Brief.
Answer these from the glass block bookends post:
(a) Who built the new shelves next to the fireplace?
(b) What did the product labeled "etched glass look" turn out to be?
(c) What tool was used to cut out the phrases?

::: Selected passage :::

Glass Block Bookends

They say it’s not about the destination, it’s the journey that matters.  Or something like that.  For me, when it comes to crafting, I think it’s mostly about the destination.  I usually enjoy the process, but there better be a prize at the bottom of that cereal box.  There almost wasn’t this time.

Glass Block Bookends 1

Since it’s about the journey, I’ll fill you in on how this disaster turned into a win.  As part of my living room makeover my husband built new shelves on both sides of our fireplace, along with a massive mantle.  That’s a lot of places to put stuff.  I, however, am not good at figuring out what stuff to put where.  For that reason, I’ve been very slow to fill those shelves.

The one thing I knew for sure I wanted was some books.  Pretty books.  My daughter had recently discovered a leather bound classics series, so I started collecting them.  As you can see from the photo, I’m still working on that, with ordinary hard covers with the jackets removed standing in for now. 

Speaking of standing, even big books fall over, so I set out to make myself some book ends.  I’ve used glass blocks before, like on my Glass Block To-Do List, and I happened to find some that were the perfect size.  I planned to use glass etching cream to add some sort of design.  So I bought this.

Glass Block Bookends 2

Just so you know, despite the fact that it says “Etch windows, glass, mirrors and styrene” on the side, this is NOT glass etching cream.  If you look very closely, it says “etched glass look.”  It’s paint.  Poor packaging and almost no instructions, so I took it back and sought out a different brand that is actually etching cream.  I’m almost over it.

After some brain storming, my son and I came up with the phrases you see on the blocks in the photo.  I printed them out on paper, taped that to some old Contact paper, and spent a couple of hours painstakingly cutting them out with an Exacto knife.

::: Data lines :::

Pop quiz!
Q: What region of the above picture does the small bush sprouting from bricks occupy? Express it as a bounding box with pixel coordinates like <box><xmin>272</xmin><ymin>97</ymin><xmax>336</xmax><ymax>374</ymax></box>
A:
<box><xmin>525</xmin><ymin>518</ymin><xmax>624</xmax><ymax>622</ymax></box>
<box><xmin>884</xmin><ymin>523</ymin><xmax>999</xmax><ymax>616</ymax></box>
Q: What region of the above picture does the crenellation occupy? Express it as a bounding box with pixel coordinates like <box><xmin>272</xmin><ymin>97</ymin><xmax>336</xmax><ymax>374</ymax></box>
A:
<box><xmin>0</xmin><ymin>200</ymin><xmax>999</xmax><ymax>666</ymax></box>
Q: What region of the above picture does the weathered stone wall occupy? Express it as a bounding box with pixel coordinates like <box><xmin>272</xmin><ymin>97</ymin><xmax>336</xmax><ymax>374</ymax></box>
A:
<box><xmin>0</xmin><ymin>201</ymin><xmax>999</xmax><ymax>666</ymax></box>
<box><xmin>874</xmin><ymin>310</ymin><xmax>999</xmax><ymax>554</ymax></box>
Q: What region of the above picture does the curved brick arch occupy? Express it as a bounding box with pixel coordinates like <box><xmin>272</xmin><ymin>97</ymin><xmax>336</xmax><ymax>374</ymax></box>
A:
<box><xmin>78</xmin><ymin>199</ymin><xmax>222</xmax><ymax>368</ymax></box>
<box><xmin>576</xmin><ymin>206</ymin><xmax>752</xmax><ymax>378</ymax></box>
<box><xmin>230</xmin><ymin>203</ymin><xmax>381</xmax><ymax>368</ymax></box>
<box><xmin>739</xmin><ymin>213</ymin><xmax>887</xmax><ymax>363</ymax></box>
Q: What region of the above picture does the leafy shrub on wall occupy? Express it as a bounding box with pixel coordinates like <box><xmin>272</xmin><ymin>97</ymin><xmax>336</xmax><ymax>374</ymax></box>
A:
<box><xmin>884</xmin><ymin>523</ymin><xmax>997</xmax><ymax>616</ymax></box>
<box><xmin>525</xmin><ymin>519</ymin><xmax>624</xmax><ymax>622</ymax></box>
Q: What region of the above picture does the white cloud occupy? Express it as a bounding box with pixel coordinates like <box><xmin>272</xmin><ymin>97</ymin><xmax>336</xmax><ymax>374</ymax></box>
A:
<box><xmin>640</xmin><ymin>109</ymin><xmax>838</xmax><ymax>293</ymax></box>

:::

Exercise answer.
(a) The writer's husband
(b) Paint
(c) An Exacto knife